Very well. I meant no breach of etiquette, and I understand why you would prefer not to answer.
What are your thoughts on gun control? Do you think the Bible would endorse open carry rights as a matter of principle or is this something that should just come down to what works best?
No, I don’t think the Bible endorses open carry or gun ownership rights as a matter of principle (I don’t think it clearly rules them out either). This really is a matter of contextual prudence. To the extent that it relates to my life, I’m very thankful to live in a country with strict gun laws and little gun crime. However, if I lived in the countryside it is quite possible I would think differently. The UK situation is rather different from the US, and I really don’t think gun laws would be quite so easily imposed across the pond.
I can add a bit to this as someone in a rural area. Last year a maniac shot and killed a Pennsylvania State Trooper close to where I live, then hid himself in the woods for a drawn out battle with the police.
Any sort of personal confrontation with the guy would have meant the police showed up in time to clean up the aftermath and file a report.
So I was thankful for the permissive laws here that allowed me to keep a loaded gun near my bed, and for the hunting culture, that provided my sister and her two small children, who live closer to the area where the events took place, with a husband a father who has and knows how to handle guns.
The guy was eventually captured after wandering about the forest for over a month.
Hi William,
I read your description and I can really picture your scenario – much though I wish that guns had never been invented in the first place, I think that owning guns must be pretty much Hobson’s Choice for you and your family!
I’d be curious to hear people’s thoughts on the validity and benefit of male-female non-romantic friendships. I have found friendships with females to be beneficial. I think sometimes the warnings don’t allow people to experience the real benefit of cross-sex friendships. But I may be wrong.
In a nutshell – in my experience, all male-female relationships, including friendships, are different from and more complicated than female-female relationships, and all are valuable and part of the rich pattern. I think that discernment and wisdom play a huge part 🙂
Christine
Alastair, this is going to be a long comment, but I think you will forgive me for that 🙂
Alex – you have a lot of food for thought in all the responses here and I hope you find it interesting and helpful.

* Task objective *
Please continue the comment thread about gun control and male-female friendships from its last line. The data that comes next is separate material and has no connection to the comment thread.

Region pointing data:
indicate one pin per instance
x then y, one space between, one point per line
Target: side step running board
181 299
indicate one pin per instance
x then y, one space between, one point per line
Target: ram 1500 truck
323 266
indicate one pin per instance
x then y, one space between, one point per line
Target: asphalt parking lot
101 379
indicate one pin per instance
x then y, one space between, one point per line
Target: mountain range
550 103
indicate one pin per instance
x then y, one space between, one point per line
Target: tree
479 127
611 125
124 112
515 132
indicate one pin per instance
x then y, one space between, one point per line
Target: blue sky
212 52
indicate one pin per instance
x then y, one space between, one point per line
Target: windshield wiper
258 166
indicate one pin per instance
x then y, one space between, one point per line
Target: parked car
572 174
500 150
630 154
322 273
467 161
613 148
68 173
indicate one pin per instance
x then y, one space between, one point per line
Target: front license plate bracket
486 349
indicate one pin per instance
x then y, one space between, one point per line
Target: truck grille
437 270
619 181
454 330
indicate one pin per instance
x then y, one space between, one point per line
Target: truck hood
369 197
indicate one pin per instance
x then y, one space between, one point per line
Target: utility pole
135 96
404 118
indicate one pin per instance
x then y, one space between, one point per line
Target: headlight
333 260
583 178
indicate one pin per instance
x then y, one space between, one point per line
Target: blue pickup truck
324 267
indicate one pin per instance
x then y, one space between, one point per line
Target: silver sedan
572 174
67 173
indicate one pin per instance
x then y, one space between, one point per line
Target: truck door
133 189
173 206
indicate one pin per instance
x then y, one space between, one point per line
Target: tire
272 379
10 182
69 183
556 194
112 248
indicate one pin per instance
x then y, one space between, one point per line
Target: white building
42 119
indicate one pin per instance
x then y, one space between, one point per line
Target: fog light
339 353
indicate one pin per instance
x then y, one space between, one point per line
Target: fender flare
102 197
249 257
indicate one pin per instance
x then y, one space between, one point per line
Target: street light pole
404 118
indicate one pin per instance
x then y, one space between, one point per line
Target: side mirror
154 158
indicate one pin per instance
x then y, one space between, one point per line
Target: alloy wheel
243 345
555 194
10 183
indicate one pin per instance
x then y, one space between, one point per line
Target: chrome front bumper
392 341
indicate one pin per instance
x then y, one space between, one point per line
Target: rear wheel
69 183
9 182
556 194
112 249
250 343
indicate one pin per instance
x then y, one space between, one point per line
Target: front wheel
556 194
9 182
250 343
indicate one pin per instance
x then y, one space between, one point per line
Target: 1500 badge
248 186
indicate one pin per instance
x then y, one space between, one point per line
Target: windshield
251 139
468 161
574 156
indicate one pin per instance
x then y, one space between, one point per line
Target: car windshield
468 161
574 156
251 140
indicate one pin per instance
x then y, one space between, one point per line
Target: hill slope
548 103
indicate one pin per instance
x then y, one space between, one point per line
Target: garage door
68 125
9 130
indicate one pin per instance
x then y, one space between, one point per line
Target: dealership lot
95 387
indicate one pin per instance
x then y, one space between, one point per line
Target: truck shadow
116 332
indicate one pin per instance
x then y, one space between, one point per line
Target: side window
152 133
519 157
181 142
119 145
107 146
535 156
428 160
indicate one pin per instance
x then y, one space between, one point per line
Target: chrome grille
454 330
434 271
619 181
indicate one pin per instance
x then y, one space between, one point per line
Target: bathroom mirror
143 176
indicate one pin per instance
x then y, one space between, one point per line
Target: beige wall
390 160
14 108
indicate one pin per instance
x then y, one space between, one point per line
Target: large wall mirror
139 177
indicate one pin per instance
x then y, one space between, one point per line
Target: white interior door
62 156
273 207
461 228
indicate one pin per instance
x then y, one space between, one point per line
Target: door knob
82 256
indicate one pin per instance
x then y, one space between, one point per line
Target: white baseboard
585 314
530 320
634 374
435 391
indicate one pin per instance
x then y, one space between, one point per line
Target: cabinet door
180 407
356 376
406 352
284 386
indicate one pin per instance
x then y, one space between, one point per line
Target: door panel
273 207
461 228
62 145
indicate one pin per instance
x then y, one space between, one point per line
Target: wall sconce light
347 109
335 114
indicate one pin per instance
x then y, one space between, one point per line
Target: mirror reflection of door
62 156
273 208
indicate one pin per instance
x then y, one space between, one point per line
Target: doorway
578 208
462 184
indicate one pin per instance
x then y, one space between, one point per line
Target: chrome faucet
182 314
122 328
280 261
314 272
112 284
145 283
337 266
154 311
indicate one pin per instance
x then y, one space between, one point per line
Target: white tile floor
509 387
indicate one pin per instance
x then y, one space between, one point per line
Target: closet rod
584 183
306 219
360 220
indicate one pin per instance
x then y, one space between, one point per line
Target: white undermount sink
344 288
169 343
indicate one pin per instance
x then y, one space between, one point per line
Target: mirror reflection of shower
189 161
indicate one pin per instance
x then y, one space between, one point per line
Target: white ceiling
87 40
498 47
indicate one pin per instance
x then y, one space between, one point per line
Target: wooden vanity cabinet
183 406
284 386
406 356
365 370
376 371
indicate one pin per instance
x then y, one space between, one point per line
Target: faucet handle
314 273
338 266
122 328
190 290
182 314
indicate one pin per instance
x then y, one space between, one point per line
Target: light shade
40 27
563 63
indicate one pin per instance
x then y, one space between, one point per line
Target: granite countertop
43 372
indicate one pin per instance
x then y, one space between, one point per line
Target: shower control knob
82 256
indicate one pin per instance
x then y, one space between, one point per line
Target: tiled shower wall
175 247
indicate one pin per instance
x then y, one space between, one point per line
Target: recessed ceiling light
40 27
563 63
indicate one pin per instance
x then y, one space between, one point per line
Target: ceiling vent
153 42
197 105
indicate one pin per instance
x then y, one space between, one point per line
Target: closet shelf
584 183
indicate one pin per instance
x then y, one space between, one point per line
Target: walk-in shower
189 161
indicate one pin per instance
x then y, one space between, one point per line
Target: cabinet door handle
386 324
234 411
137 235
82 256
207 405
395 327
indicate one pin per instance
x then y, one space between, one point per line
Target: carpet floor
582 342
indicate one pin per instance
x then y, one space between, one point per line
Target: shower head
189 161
...
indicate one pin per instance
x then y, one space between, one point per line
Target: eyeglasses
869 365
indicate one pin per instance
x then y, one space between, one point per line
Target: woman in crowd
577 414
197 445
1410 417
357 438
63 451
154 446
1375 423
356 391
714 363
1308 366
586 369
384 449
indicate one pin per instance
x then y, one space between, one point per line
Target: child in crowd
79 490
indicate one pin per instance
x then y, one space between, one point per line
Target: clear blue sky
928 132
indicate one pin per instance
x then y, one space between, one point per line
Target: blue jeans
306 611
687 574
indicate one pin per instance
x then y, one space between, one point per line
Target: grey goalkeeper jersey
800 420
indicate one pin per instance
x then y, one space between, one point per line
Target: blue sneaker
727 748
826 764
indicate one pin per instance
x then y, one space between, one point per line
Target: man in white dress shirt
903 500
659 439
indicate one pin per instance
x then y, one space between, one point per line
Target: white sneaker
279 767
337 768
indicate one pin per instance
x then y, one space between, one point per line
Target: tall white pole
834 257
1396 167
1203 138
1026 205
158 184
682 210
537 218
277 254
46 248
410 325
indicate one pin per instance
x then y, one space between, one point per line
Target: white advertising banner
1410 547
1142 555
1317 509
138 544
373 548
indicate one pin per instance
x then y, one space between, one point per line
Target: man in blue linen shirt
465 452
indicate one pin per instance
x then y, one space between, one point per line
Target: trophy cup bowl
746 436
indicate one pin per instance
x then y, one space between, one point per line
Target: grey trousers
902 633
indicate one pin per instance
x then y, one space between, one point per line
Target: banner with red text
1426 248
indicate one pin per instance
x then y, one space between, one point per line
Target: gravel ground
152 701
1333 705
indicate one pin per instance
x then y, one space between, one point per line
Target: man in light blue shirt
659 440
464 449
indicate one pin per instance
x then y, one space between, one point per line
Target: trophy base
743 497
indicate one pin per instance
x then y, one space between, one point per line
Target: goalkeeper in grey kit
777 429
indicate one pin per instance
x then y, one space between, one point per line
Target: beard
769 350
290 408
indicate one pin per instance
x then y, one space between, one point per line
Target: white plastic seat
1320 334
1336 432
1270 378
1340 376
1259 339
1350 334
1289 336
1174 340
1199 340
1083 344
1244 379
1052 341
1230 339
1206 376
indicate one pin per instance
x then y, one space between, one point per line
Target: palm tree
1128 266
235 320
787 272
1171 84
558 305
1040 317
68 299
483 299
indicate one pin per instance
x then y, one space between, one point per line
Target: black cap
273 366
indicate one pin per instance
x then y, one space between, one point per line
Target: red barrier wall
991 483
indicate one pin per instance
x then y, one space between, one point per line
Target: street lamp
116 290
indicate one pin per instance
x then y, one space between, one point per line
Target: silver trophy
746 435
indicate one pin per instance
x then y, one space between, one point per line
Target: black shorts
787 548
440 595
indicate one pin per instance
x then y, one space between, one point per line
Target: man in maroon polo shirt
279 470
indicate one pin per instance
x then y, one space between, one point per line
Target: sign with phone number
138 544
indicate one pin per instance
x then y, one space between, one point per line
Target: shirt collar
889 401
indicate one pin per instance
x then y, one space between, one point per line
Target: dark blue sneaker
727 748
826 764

* Reply *
Cal and Philip – I have read your posts and will respond to some of the points you made after presenting my own ‘default position’.
When I encounter a male for the first time, I am aware that there are already many females in his life who have influenced his attitudes to females in general, and that he will bring these attitudes to his encounter with me – the females are probably (and in some cases possibly) mother, grandmothers, sister(s), aunt(s), female cousin(s), girlfriend, fiancée, wife (former wife), daughter(s), granddaughter(s), nieces – and that’s before we start on female in-laws, female friends, colleagues and neighbours. That’s a great number of females!
I could make a similar list of the males in my life, who have influenced my attitudes to males in general. I bear in mind, when I encounter a ‘new’ male, that I am likely to bring to the encounter several assumptions which may not ‘fit’ this particular male at all, and the same vice versa with makes who encounter me for the first time. The potential for misunderstandings is great. I would not go as far as to describe it as a minefield, but I do think that it can be tricky!
So now to Cal’s first post. Cal, I did not know about Augustine’s ‘penfriend’ relationship with a deaconess and it does sound like a very fruitful relationship.
Cal, you mentioned that you had thought of Victorian and Puritan morality as ‘legalistic and restraining’ and you seem to be suggesting that you would prefer to exercise restraint (with regard to, for instance, touching) out of respect and love (agape) for females, rather than out of obedience to some ‘rule’. Have I understood you correctly about this, or not?
Personally, I don’t like to be touched by most (but not all) males other than on my shoulder, lower arm and hand. I cringe when a male I hardly know tries to give me a full-frontal hug, though more often than not no harm is meant. These may be a personal idiosyncrasies of mine, but I suspect, from discussions that I have had with family and friends, that I do not have a monopoly over these feelings!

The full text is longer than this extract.